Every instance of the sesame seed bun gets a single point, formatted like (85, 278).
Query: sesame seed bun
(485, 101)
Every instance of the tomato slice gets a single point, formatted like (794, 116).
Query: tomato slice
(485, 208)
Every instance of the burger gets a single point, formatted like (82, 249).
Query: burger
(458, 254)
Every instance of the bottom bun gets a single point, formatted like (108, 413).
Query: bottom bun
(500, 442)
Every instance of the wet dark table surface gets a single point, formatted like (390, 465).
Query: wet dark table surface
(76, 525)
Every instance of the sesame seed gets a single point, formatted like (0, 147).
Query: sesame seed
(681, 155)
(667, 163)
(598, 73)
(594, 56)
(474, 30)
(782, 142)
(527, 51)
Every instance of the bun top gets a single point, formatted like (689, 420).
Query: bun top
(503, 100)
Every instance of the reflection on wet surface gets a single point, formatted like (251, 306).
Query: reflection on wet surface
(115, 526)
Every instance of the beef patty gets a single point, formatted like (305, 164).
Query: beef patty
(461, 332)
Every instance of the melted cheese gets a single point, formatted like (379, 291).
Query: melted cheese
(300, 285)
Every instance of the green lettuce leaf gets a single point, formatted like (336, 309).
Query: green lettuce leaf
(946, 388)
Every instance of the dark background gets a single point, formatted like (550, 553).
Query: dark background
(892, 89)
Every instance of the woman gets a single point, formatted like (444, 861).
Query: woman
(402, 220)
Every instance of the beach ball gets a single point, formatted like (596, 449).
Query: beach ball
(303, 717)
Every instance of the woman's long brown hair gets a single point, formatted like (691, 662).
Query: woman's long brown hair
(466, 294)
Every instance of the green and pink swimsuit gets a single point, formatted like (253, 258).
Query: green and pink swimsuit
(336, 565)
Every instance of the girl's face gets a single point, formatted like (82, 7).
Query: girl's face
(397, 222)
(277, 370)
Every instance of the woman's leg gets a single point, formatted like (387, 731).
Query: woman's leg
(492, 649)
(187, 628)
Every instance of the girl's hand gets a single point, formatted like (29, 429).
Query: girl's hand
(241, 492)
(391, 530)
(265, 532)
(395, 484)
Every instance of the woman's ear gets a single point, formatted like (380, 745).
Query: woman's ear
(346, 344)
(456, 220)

> _WHAT IS NEEDED_
Copy the whole listing above line for line, with nothing changed.

> _CORRECT ANSWER_
Every instance of the sesame seed bun gets a single point, formatted like (85, 278).
Query: sesame seed bun
(485, 101)
Every instance of the tomato slice gets a single point, formatted like (794, 116).
Query: tomato slice
(485, 208)
Every instance of the burger gets a single point, formatted like (82, 249).
Query: burger
(458, 254)
Every instance of the bottom bun gets a single point, formatted like (108, 413).
Query: bottom bun
(500, 442)
Every instance of the wet dark table surface gets a single point, formatted like (390, 465).
Query: wet dark table surface
(76, 525)
Every instance of the sesame seed gets a single point, formatted like (0, 147).
Query: sesame seed
(681, 155)
(667, 163)
(598, 73)
(594, 56)
(474, 30)
(782, 142)
(527, 51)
Every instance of the bun top gets a single point, formatted like (689, 420).
Query: bun top
(503, 100)
Every instance of the reflection on wet surface gets a single point, formatted like (251, 306).
Query: reflection on wet surface
(115, 526)
Every instance of the beef patty gets a single point, formatted like (305, 164).
Query: beef patty
(461, 332)
Every instance of the melted cheese gets a single point, formatted like (379, 291).
Query: melted cheese
(300, 285)
Every instance of the green lettuce leaf gets a single point, formatted like (336, 309).
Query: green lettuce leaf
(946, 388)
Every instance of the dark background gets a single point, formatted like (550, 553).
Query: dark background
(892, 89)
Every instance of the woman gets a single point, formatted like (444, 861).
Query: woman
(402, 220)
Every instance of the beach ball gets a single point, formatted like (596, 449).
Query: beach ball
(303, 717)
Every instance of the woman's long brown hair gets a single point, formatted like (691, 662).
Query: woman's long brown hair
(466, 294)
Every instance of the green and pink swimsuit gets a single point, formatted like (253, 258).
Query: green and pink swimsuit
(336, 565)
Every instance of the girl's face gets a single point, formatted like (82, 7).
Query: girl's face
(397, 222)
(277, 370)
Every instance of the woman's leg gets a single point, formatted like (387, 731).
Query: woman's leg
(492, 649)
(187, 628)
Every instance of the girl's hand gets a single point, formatted like (29, 429).
Query: girl's hand
(241, 492)
(391, 530)
(265, 532)
(395, 484)
Every instance of the woman's ear gets a single point, formatted like (380, 745).
Query: woman's ear
(346, 344)
(456, 220)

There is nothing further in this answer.